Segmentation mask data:
[Start of Attachment]

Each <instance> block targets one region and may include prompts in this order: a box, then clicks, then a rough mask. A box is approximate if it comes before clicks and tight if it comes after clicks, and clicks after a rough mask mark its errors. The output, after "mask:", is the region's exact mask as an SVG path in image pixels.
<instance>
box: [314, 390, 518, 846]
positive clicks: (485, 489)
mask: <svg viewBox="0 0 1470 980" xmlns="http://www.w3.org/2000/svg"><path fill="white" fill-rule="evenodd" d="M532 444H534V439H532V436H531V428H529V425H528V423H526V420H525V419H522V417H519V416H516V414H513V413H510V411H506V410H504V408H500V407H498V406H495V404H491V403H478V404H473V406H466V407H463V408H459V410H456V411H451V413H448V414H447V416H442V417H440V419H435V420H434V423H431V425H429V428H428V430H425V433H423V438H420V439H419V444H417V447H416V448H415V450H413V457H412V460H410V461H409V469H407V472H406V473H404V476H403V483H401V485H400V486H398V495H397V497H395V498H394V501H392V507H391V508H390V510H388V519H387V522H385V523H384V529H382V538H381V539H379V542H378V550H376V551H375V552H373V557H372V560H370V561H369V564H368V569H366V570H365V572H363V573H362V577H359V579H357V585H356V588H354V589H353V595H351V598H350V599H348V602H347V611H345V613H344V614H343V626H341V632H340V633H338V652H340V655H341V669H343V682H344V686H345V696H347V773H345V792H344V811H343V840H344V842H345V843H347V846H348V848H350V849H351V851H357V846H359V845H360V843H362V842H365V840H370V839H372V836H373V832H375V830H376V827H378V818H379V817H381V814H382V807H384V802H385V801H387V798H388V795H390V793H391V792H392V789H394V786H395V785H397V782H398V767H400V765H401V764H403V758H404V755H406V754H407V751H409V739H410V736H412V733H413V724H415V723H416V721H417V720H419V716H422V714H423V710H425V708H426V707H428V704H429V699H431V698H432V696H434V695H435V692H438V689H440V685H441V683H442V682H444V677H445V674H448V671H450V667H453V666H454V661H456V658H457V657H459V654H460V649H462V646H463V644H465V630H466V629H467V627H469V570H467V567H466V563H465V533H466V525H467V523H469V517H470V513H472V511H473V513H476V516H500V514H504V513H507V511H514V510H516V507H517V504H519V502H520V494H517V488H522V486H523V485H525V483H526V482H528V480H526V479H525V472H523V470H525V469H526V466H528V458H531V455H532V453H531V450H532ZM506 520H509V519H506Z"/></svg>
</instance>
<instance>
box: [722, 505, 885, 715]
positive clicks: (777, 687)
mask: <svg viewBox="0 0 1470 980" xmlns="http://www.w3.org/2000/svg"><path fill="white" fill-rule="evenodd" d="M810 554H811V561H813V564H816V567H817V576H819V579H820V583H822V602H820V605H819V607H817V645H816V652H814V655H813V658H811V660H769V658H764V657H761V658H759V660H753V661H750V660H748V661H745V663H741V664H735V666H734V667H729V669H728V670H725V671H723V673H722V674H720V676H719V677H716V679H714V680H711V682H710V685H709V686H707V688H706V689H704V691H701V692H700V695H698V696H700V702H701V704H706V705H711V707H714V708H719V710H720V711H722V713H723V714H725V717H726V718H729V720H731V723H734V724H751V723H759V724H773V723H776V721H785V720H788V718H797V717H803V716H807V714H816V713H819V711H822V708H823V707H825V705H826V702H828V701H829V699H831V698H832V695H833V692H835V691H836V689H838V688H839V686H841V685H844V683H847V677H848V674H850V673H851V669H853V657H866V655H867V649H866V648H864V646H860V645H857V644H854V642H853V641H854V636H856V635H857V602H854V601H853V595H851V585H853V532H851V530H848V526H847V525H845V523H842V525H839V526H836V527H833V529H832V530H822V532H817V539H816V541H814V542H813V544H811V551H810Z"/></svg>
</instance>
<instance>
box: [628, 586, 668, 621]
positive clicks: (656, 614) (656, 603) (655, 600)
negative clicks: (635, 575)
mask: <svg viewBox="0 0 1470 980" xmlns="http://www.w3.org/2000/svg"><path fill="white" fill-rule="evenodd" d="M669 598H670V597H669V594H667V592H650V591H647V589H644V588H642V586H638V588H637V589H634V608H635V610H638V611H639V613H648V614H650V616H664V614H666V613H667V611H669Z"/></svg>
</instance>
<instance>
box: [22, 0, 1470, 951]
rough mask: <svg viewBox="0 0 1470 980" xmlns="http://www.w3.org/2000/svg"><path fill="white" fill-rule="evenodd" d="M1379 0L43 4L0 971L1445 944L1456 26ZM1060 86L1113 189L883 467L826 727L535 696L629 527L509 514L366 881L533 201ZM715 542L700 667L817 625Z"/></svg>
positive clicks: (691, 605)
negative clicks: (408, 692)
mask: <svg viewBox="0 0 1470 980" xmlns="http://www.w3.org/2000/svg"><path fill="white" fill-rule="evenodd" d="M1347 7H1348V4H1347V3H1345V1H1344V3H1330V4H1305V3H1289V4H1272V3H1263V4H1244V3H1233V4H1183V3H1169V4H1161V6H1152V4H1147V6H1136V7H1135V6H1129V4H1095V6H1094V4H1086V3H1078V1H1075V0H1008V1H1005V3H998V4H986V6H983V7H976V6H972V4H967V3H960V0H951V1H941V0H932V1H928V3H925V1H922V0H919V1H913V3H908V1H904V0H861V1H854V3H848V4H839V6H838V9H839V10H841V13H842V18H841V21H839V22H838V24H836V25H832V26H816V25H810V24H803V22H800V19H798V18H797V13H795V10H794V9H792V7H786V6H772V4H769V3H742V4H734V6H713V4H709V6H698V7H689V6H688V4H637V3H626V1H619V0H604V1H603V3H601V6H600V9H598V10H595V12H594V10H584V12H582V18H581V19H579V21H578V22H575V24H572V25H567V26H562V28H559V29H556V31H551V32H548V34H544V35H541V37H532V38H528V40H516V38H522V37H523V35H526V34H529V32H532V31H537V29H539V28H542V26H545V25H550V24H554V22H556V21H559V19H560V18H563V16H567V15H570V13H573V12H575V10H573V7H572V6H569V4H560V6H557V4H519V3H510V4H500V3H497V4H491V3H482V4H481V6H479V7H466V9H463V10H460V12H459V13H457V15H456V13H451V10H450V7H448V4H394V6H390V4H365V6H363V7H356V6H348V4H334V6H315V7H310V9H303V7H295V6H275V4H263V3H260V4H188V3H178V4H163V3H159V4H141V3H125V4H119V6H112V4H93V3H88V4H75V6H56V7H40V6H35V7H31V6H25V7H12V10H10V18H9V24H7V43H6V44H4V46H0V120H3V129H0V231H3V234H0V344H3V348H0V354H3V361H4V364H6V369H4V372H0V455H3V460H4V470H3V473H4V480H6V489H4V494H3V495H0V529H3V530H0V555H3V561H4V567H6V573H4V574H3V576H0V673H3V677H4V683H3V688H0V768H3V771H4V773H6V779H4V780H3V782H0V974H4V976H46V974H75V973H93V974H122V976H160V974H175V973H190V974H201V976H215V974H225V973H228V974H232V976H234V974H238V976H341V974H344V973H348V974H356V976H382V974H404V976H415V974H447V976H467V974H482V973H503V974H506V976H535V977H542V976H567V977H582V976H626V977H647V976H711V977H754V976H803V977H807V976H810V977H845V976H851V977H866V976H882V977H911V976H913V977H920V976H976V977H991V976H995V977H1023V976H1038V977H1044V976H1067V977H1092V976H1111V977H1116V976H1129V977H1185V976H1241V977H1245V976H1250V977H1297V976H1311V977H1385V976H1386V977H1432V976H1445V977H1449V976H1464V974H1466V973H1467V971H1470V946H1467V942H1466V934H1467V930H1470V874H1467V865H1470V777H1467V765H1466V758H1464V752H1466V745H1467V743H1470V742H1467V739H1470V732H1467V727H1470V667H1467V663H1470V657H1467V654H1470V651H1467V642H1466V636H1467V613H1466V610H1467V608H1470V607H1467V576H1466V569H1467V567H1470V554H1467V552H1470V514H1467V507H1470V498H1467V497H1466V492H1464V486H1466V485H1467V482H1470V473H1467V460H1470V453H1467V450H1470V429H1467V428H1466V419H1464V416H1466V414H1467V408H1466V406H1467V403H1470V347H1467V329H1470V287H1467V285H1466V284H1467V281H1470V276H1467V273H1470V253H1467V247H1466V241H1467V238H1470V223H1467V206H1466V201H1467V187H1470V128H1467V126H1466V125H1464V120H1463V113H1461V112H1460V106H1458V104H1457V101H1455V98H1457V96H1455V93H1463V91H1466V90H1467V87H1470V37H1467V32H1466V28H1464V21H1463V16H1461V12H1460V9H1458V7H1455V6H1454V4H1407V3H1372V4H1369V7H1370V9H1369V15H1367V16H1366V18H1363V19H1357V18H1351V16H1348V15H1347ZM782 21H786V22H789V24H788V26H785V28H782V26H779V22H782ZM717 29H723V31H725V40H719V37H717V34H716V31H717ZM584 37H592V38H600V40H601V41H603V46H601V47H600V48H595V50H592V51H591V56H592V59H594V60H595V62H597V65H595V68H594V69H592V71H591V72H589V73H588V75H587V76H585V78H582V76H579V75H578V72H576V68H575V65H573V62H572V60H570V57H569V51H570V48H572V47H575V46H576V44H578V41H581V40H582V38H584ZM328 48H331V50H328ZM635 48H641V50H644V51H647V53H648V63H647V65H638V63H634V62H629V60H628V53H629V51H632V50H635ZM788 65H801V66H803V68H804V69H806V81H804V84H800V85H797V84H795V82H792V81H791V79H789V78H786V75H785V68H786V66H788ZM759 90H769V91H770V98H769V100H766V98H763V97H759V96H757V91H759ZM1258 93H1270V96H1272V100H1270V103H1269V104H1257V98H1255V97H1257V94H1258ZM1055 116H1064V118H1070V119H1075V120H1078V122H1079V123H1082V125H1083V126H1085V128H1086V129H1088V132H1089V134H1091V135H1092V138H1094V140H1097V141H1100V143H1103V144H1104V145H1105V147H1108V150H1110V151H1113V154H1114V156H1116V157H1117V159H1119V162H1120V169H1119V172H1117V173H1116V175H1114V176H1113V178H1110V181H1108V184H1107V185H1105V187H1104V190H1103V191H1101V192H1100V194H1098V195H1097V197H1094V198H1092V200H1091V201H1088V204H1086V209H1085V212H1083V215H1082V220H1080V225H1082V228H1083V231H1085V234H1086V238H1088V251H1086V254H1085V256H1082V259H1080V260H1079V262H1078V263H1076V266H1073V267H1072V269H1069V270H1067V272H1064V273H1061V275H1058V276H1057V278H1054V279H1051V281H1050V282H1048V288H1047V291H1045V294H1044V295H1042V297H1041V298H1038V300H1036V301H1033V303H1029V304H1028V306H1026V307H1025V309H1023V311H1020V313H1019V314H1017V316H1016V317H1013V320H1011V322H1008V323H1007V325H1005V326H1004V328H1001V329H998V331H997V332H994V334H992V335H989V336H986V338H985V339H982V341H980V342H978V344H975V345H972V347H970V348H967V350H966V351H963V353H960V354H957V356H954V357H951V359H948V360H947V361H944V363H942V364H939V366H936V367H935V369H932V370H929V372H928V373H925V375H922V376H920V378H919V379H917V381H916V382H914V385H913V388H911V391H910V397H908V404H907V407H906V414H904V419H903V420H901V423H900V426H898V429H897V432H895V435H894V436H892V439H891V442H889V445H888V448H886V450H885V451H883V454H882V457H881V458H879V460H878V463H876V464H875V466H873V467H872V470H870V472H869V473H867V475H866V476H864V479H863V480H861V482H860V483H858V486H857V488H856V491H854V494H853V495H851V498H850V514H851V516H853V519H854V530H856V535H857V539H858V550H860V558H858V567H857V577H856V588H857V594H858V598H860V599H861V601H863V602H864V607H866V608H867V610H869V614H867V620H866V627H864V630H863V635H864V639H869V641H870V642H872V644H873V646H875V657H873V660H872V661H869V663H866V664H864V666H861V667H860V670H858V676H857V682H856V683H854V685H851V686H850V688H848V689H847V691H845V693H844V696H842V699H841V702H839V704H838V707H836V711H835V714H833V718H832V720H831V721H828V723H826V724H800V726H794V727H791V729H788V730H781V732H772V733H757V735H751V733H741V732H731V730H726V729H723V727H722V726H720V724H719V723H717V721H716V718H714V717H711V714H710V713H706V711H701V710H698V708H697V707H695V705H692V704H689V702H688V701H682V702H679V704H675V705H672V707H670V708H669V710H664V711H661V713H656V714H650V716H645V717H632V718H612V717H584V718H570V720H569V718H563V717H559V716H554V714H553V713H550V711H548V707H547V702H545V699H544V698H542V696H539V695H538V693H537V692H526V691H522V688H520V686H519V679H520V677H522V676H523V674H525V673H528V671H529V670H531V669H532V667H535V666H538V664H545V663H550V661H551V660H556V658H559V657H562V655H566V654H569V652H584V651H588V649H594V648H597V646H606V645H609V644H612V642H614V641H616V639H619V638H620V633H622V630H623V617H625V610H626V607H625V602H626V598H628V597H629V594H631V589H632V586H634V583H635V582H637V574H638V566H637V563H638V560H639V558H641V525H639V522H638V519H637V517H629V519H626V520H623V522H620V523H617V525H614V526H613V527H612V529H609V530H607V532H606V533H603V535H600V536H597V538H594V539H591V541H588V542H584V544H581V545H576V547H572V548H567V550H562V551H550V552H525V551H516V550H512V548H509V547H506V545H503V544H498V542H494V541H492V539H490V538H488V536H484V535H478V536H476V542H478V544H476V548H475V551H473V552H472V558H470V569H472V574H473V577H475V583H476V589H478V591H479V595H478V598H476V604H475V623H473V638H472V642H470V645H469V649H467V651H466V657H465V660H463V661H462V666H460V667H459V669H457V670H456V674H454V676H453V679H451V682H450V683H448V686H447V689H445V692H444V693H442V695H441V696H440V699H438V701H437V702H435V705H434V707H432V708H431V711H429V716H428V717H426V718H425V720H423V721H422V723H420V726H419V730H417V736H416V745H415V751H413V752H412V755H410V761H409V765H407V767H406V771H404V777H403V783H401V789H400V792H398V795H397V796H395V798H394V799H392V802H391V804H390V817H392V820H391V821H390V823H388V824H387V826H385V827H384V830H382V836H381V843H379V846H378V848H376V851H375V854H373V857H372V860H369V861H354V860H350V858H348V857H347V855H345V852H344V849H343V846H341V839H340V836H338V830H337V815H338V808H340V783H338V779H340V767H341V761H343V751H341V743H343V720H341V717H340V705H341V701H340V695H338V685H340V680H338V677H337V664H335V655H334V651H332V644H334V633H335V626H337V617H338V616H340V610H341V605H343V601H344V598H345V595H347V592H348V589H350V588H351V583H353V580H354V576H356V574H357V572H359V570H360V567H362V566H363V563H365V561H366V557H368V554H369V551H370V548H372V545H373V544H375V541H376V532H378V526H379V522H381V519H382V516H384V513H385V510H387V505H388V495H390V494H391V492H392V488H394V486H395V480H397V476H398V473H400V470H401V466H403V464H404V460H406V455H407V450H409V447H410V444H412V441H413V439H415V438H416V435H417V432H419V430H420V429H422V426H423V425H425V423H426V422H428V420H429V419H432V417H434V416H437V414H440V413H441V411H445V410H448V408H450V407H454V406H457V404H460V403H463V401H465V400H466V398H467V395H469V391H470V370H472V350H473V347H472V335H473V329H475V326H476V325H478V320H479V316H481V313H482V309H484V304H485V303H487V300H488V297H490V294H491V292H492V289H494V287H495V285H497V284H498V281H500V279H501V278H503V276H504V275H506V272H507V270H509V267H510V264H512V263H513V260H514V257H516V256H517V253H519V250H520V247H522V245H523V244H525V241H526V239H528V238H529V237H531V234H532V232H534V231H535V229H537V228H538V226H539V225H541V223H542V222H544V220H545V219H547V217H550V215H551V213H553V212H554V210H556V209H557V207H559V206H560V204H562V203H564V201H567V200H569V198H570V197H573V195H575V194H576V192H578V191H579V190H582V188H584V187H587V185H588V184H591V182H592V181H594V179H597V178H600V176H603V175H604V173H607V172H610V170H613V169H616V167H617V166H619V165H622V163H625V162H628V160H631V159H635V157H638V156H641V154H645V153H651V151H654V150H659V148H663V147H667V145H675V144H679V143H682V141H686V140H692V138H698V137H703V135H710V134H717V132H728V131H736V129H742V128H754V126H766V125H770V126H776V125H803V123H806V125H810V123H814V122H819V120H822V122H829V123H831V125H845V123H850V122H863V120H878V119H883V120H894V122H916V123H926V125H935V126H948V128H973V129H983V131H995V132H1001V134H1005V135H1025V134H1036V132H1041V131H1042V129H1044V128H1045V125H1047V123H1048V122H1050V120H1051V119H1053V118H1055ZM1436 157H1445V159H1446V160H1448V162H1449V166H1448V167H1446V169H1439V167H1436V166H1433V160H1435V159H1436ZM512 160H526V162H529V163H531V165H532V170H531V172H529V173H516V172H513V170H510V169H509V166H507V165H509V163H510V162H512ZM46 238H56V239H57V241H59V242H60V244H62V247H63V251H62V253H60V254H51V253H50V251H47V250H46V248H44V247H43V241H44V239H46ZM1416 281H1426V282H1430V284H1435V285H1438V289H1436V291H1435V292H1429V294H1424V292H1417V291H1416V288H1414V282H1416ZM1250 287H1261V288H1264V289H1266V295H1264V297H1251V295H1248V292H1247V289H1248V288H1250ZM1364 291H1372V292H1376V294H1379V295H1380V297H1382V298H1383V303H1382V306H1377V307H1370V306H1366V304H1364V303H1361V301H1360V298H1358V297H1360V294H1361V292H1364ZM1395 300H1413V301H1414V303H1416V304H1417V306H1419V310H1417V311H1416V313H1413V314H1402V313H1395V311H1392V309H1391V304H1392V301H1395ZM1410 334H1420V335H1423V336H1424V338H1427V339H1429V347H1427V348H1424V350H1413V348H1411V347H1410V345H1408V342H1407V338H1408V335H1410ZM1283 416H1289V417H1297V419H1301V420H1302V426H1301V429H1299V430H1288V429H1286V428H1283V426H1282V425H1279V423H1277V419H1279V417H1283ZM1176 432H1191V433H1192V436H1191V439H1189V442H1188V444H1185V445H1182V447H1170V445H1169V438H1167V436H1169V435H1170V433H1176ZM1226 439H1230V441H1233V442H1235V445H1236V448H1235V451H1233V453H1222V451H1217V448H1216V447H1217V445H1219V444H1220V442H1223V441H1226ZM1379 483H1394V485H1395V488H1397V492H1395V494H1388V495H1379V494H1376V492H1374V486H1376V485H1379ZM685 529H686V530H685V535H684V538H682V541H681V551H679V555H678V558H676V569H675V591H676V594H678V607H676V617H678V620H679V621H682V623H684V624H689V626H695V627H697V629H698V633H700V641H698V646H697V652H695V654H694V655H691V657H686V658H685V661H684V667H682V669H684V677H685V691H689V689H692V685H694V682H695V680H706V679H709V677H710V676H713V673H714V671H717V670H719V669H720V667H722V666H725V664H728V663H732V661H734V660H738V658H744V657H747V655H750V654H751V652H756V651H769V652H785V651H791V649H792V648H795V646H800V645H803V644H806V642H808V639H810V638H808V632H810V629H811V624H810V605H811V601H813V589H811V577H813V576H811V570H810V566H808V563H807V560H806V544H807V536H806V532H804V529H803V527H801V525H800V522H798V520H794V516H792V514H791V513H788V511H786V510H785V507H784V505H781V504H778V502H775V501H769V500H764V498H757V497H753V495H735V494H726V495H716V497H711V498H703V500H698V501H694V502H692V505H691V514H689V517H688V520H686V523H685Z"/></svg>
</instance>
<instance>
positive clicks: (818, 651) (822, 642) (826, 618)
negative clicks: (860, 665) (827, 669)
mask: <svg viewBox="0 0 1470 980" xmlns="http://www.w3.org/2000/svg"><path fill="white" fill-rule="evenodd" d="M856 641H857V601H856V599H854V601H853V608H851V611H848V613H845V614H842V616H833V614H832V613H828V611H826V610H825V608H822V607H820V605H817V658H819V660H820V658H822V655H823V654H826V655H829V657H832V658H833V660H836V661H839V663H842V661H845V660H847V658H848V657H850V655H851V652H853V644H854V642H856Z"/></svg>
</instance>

[End of Attachment]

* _WHAT YOU WILL DO_: Print the rows above from the very beginning through the line containing "positive clicks: (485, 489)", keeping every character the same.

* _SOLUTION BELOW_:
Each <instance> block targets one region and may include prompts in this order: a box, then clicks, then a rough mask. A box is approximate if it comes before clicks and tight if it comes after clicks, and clicks after a rough mask mark its errors. The output, after "mask:", is the region's exact mask as an SVG path in image pixels.
<instance>
box: [314, 390, 518, 846]
positive clicks: (485, 489)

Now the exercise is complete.